**Problem details**.
Pick out every line in the listing below that contains the string "instances", and copy each of those lines.

**Data**.
**********

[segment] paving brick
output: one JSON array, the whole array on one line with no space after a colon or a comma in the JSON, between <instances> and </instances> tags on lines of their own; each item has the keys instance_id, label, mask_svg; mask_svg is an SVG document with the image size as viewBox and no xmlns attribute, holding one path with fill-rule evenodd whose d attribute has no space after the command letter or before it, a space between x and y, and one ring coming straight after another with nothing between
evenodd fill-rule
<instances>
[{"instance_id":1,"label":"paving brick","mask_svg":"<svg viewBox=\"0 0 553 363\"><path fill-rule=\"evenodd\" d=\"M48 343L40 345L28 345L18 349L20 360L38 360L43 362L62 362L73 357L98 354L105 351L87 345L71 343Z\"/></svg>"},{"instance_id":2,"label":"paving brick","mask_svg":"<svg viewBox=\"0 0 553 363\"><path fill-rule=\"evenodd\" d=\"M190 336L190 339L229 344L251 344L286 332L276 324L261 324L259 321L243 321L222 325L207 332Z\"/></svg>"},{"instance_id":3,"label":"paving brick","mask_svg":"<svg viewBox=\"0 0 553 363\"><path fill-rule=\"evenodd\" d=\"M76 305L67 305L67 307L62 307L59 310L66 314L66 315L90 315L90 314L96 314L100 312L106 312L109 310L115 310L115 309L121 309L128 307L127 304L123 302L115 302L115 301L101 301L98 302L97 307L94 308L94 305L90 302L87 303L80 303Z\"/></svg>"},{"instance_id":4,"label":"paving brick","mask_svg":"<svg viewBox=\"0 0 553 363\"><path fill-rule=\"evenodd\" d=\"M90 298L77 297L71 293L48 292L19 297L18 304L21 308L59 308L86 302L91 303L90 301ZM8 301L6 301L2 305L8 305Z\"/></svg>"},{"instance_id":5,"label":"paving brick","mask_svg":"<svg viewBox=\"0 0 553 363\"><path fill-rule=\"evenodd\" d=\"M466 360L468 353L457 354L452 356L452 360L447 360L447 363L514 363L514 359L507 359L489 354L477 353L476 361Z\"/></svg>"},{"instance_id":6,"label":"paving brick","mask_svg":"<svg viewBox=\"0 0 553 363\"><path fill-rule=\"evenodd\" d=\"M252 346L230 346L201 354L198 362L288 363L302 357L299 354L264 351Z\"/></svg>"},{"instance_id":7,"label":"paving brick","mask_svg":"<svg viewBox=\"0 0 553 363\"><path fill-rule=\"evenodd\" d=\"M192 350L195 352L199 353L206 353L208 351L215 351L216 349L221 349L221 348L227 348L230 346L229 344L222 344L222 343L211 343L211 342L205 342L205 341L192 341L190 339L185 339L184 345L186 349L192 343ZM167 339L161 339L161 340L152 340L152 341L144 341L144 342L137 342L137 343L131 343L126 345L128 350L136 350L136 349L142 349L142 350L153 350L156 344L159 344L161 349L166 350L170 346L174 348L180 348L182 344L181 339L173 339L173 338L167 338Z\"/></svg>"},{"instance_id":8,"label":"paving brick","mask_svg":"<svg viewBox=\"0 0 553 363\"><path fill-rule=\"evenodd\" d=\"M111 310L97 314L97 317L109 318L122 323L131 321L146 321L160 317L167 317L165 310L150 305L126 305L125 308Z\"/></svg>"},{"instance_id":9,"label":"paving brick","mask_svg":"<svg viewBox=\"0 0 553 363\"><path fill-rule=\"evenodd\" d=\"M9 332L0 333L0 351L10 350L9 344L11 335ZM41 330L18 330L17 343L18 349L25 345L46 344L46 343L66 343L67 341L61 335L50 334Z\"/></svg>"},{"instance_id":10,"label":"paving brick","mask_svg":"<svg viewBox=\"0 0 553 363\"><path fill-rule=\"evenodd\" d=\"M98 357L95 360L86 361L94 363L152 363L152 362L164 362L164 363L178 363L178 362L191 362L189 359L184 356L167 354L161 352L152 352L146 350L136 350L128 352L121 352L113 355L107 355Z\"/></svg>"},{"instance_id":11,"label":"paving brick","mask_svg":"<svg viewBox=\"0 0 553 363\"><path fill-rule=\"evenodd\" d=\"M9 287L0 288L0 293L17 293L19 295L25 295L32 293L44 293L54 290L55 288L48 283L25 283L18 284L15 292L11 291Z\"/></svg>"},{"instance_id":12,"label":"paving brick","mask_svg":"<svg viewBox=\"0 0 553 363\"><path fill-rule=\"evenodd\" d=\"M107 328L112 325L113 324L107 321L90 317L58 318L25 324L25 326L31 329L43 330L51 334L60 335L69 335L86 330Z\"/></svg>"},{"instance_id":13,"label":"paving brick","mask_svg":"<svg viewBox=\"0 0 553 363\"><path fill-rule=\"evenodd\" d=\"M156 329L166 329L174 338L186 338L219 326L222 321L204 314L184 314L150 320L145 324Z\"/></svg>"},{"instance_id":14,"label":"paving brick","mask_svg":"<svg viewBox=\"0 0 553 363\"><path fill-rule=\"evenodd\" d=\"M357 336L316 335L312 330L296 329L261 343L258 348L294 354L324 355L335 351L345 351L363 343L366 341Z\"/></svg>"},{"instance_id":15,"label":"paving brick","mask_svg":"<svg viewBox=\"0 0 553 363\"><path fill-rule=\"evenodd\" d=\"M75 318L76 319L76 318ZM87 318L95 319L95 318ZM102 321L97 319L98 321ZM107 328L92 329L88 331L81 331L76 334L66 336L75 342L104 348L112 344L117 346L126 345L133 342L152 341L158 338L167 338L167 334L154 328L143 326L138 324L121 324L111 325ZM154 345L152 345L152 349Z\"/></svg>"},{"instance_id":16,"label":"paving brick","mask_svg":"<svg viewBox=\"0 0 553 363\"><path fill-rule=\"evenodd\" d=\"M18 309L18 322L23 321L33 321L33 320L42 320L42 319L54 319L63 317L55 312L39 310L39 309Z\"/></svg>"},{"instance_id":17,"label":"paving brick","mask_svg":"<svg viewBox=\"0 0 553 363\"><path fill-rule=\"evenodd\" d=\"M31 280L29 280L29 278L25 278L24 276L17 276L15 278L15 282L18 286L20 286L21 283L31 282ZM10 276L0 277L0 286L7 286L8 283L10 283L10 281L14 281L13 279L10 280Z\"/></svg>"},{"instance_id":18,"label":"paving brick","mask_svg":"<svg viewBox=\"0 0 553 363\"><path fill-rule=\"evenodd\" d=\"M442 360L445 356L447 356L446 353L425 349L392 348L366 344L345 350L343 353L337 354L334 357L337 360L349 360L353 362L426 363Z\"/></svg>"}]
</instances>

**********

**Complete response**.
output: one JSON array, the whole array on one line with no space after a colon or a comma in the JSON, between <instances> and </instances> tags on lines of their own; each item has the keys instance_id, label, mask_svg; mask_svg is an SVG document with the image size as viewBox and no xmlns attribute, holding one path with fill-rule evenodd whose d attribute has no space after the command letter or before it, a space between x and y, and one ring coming straight after another with nothing between
<instances>
</instances>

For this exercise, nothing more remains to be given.